### Directions for this task
Which of the lines below mention the word "metal"? Pull each one out.

### Data for review
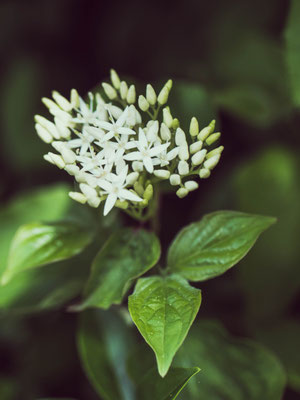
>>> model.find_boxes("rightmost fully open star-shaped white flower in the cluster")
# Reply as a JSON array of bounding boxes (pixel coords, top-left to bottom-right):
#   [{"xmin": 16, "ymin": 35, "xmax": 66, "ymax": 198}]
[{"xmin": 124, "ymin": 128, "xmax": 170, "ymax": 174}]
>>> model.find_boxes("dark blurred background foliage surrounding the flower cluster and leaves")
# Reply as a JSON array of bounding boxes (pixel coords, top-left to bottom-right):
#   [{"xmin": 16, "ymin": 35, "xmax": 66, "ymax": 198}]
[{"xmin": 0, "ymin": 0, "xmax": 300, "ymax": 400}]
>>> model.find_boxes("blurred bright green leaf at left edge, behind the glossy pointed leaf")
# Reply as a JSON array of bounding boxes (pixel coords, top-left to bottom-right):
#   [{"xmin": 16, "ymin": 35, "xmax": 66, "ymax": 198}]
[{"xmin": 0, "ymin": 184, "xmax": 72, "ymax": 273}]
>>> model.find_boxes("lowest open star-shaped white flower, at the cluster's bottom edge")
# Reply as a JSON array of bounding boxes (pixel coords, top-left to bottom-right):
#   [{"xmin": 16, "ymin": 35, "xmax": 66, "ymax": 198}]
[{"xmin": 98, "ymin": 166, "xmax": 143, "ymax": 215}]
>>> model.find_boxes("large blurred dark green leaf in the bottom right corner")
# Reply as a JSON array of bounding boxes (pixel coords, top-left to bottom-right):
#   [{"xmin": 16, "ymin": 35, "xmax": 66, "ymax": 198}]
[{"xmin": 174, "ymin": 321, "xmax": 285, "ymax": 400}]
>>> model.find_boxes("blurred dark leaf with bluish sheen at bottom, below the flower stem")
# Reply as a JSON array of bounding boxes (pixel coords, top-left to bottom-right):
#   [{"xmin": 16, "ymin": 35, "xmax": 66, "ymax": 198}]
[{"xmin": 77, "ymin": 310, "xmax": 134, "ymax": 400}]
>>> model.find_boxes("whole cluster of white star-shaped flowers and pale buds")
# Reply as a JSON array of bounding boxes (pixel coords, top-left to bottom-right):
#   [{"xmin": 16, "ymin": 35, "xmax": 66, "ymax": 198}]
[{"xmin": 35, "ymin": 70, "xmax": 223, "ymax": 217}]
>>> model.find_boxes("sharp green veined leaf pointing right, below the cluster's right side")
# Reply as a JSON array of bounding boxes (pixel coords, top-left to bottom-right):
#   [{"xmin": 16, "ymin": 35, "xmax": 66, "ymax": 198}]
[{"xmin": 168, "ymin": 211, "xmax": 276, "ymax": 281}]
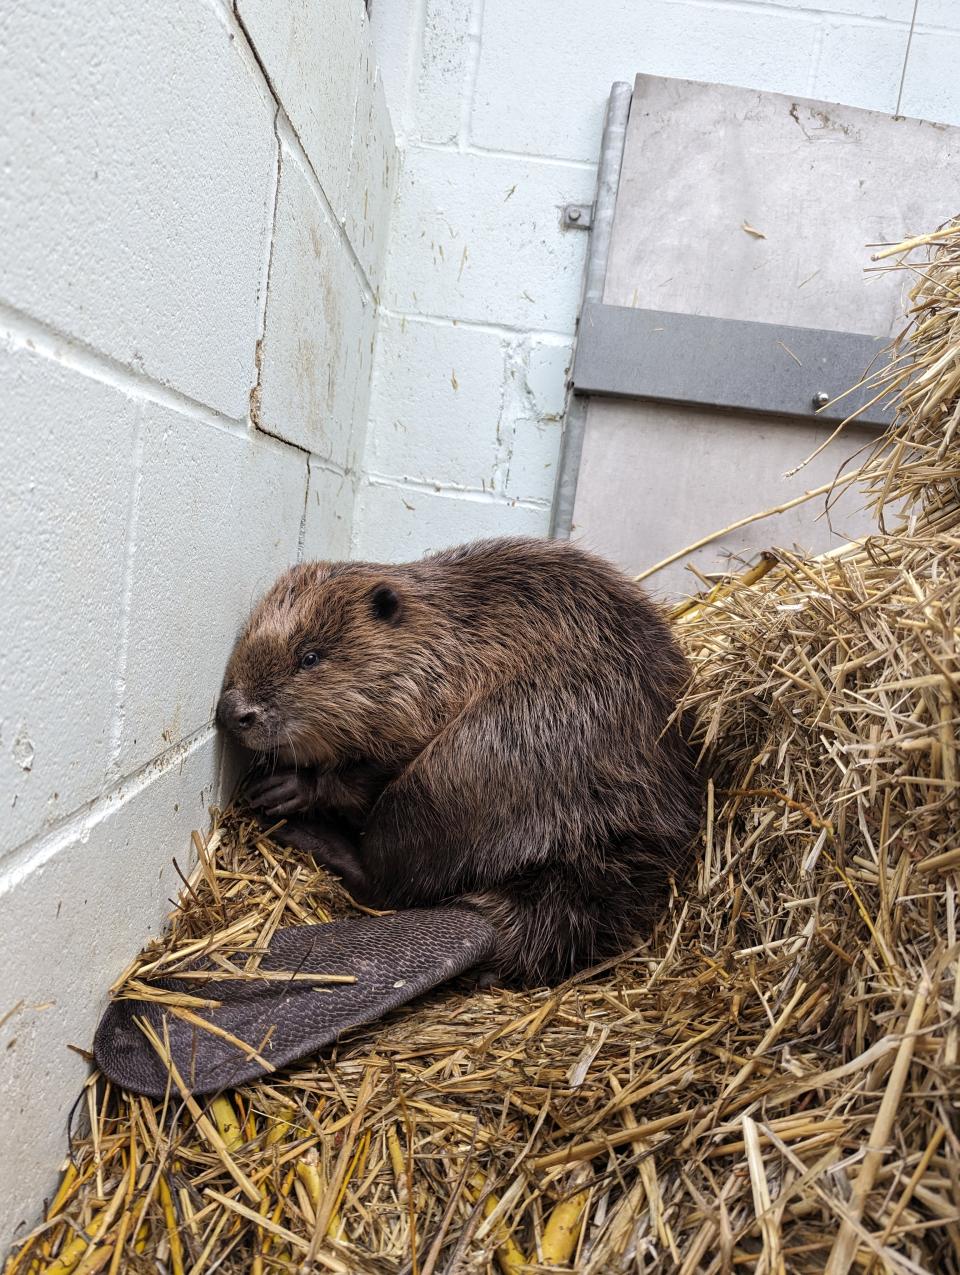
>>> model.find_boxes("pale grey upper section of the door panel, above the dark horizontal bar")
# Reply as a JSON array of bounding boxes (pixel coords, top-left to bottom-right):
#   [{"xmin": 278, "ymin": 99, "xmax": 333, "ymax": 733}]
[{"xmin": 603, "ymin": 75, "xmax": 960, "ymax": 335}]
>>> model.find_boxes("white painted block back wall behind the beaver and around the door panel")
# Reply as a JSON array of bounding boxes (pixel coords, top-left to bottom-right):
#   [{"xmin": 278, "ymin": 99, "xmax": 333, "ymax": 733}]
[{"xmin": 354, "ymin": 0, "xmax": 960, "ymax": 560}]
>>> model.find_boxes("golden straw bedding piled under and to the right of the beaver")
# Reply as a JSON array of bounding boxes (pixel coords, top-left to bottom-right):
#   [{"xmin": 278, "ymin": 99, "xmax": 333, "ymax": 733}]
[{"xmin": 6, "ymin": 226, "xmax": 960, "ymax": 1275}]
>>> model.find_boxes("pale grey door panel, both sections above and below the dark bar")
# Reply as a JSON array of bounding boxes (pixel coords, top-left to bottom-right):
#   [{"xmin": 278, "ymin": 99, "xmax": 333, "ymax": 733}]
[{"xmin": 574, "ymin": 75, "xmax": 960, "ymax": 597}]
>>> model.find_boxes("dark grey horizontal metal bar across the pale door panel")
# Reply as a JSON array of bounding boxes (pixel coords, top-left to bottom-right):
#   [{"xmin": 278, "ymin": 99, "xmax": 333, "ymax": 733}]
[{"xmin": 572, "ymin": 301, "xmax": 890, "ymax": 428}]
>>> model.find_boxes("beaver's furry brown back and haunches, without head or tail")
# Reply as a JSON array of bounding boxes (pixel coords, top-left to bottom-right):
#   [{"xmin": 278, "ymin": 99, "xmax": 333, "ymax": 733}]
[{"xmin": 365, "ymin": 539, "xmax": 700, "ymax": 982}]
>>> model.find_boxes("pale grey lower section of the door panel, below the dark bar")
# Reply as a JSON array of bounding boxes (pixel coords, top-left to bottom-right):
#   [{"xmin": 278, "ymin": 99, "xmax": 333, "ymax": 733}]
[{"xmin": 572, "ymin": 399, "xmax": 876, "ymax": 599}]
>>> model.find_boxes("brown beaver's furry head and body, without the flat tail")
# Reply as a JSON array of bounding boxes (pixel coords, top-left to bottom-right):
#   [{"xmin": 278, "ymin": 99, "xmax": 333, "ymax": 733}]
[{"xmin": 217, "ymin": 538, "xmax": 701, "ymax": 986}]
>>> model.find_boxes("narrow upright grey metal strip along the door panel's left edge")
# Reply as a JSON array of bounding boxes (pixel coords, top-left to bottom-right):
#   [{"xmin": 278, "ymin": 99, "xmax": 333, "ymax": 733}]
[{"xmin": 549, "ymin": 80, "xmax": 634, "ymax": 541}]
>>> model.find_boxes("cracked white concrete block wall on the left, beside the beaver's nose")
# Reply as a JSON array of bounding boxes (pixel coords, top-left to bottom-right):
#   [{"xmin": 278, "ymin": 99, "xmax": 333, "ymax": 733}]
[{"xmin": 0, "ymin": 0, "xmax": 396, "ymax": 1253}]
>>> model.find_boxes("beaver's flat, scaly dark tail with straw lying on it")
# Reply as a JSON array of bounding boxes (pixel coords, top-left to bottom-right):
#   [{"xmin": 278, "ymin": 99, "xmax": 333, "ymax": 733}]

### Response to this exercise
>>> model.find_boxes("dark grey horizontal metal bar across the pale door panel")
>>> model.find_boxes("narrow upright grey metal strip along the door panel's left edge")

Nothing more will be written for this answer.